* Document segment

===============

The hormone oxytocin (often called the "cuddle hormone" or the "love hormone") is produced in the hypothalamus in the brain and released into the bloodstream by the pituitary gland upon seeing something cute and neuropeptide surges contribute to feelings of affection. Vasopressin is also produced in the hypothalamus and released from the posterior pituitary in the brain. When released it compels the individual to protect and defend what is considered vulnerable. Many mammals, such as grizzly bears, will display aggressive behaviour to protect their young.

== Evolutionary explanation ==
Evolution suggests that this seemingly paradoxical response may have provided adaptive advantages in human ancestors, aiding in the care and protection of vulnerable offspring.

===============

* Records supplied
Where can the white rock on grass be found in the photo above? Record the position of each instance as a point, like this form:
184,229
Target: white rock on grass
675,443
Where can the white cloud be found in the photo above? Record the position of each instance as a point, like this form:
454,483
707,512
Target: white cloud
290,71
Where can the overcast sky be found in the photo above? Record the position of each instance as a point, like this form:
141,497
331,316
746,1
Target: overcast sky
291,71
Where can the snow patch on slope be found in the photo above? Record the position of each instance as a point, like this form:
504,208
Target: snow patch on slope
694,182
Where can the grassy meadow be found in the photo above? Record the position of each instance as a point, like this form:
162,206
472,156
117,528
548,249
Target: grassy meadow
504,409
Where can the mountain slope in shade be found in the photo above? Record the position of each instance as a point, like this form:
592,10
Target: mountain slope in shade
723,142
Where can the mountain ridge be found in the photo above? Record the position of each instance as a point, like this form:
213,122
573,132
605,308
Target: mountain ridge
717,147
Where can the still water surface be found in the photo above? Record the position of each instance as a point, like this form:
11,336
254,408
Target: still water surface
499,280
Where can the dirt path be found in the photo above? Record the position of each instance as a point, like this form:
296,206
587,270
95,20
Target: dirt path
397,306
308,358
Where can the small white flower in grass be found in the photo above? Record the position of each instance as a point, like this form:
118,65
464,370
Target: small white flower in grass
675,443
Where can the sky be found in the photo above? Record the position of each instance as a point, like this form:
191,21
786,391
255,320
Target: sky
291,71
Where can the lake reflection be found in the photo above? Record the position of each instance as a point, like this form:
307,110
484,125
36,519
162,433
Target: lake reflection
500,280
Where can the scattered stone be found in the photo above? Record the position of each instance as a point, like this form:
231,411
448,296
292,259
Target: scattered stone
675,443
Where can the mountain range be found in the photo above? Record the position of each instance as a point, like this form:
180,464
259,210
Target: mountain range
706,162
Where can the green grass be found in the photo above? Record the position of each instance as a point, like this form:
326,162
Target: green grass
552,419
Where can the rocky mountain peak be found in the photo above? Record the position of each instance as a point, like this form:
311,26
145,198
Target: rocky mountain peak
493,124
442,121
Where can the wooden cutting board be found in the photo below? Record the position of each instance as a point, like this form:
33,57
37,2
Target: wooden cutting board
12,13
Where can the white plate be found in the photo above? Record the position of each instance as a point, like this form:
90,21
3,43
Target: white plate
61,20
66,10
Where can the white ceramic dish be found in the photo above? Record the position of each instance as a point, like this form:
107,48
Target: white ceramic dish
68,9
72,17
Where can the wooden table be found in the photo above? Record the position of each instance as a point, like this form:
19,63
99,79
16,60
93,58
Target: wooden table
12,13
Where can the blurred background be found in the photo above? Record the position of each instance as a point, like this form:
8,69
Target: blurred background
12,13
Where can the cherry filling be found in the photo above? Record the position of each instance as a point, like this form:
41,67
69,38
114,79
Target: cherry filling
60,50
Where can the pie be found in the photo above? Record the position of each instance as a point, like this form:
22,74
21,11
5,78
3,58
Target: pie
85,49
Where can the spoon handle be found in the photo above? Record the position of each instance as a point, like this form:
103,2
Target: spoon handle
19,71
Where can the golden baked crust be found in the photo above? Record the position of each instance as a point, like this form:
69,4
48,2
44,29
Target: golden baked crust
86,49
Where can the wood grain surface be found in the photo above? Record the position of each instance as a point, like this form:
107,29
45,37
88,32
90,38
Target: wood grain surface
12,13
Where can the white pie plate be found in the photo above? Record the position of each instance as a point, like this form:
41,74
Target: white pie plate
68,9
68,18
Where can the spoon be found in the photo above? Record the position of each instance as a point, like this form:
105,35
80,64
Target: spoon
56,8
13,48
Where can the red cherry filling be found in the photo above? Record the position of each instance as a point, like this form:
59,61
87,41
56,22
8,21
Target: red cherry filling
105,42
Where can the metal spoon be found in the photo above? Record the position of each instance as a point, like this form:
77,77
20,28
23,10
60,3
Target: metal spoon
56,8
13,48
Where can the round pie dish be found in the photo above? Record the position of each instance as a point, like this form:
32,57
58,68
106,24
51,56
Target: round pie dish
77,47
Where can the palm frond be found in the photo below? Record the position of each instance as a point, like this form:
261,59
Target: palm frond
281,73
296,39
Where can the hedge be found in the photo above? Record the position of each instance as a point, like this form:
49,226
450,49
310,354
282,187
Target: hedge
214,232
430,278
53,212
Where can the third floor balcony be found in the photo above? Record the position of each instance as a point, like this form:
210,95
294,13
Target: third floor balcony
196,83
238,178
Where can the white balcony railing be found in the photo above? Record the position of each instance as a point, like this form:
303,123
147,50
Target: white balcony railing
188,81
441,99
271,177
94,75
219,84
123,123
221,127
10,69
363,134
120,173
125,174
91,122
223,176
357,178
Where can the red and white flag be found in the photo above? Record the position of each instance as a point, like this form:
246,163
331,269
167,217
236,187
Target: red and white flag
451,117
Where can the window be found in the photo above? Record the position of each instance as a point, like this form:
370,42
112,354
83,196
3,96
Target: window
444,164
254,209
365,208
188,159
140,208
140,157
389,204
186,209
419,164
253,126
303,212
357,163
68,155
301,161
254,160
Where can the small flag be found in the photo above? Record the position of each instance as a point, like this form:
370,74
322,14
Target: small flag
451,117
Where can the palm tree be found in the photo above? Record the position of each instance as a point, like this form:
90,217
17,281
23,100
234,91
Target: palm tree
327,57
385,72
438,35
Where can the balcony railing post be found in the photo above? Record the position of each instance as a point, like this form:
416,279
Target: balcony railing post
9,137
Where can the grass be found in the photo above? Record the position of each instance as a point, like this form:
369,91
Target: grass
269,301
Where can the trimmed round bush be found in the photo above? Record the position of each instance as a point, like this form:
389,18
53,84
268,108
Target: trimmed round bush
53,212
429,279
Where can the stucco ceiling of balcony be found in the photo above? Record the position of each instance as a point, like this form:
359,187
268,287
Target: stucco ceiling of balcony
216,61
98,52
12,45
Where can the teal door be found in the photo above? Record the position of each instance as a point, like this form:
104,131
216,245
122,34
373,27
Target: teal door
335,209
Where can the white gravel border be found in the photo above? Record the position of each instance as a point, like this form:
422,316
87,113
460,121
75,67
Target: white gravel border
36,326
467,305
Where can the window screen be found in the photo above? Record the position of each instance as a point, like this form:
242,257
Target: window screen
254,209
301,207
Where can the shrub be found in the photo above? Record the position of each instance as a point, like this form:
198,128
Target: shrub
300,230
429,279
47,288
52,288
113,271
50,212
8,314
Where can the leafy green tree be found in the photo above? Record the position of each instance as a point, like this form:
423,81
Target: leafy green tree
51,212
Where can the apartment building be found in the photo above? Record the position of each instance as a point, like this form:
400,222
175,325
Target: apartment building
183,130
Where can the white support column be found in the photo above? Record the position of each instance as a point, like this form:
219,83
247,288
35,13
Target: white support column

===============

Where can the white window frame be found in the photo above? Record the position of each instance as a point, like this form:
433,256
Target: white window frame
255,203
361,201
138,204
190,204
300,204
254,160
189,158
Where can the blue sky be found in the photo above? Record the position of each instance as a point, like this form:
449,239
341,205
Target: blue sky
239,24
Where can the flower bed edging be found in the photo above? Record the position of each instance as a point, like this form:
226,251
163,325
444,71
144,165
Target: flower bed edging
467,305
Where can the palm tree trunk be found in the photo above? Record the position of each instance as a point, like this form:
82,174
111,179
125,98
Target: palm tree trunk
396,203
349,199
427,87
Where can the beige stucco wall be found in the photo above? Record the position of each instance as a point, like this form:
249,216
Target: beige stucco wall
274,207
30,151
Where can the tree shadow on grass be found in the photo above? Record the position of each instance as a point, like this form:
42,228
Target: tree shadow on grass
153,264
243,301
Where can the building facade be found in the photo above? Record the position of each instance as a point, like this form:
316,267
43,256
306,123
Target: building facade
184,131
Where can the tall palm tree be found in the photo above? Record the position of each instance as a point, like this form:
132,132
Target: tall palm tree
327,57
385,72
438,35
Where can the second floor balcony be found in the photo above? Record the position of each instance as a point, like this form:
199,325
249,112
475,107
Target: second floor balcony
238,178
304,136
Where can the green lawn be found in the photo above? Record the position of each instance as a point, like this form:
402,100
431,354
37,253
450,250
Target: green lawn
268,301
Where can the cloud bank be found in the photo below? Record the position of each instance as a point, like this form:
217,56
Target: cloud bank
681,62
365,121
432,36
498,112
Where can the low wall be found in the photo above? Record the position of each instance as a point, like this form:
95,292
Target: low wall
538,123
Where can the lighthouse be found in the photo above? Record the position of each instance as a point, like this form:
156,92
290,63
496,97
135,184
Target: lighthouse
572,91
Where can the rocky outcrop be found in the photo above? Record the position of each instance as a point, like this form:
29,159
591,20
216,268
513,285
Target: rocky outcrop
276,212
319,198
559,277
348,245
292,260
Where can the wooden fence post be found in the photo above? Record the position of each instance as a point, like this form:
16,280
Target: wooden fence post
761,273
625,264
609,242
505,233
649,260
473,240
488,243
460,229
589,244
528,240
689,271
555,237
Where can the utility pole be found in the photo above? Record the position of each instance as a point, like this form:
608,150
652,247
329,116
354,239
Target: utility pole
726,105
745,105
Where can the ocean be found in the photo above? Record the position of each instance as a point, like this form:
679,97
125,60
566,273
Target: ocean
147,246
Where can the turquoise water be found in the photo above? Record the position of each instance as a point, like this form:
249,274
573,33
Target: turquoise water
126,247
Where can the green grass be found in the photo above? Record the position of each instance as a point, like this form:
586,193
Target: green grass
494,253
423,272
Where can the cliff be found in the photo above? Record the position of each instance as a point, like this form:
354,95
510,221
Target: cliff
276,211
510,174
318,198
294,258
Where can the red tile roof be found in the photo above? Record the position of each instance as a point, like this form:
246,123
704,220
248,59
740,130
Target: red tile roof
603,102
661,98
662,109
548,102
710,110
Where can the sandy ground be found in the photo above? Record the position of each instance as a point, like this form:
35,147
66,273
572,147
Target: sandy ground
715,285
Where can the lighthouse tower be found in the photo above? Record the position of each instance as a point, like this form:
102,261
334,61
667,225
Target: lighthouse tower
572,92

===============

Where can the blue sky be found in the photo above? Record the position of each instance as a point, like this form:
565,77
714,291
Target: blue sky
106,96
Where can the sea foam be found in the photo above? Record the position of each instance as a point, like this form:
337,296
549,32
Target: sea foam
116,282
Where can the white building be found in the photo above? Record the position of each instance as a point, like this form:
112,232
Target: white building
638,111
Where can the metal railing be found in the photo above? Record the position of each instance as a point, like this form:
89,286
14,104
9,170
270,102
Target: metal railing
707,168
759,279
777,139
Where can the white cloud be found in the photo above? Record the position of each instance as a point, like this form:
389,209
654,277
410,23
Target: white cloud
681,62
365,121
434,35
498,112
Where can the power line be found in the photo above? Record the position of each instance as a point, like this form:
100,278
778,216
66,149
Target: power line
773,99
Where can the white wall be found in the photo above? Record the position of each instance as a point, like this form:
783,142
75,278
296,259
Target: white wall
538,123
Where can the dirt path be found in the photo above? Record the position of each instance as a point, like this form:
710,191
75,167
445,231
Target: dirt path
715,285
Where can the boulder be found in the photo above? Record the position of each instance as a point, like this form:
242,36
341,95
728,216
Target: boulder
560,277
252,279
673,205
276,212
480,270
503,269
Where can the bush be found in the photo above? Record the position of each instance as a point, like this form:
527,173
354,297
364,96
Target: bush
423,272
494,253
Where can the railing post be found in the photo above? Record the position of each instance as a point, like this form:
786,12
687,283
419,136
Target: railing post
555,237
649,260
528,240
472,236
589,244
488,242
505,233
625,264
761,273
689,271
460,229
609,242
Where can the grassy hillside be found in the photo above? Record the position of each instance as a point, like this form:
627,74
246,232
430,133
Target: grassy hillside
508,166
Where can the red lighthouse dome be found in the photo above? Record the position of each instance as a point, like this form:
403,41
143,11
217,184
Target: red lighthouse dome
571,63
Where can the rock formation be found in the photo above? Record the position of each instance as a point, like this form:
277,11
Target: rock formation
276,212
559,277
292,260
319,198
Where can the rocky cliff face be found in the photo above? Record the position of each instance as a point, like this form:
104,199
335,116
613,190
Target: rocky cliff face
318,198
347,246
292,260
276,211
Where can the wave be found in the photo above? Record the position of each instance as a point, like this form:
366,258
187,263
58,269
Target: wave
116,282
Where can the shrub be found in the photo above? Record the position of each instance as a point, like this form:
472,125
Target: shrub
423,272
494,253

===============

* What to work on
In two sentences, summarize the passage on oxytocin and vasopressin.

* Solution to the exercise
Oxytocin and vasopressin are both produced in the hypothalamus: oxytocin is released into the bloodstream by the pituitary gland upon seeing something cute and contributes to feelings of affection, while vasopressin compels the individual to protect and defend what is considered vulnerable. According to the evolutionary explanation, this seemingly paradoxical response may have provided adaptive advantages in human ancestors by aiding in the care and protection of vulnerable offspring.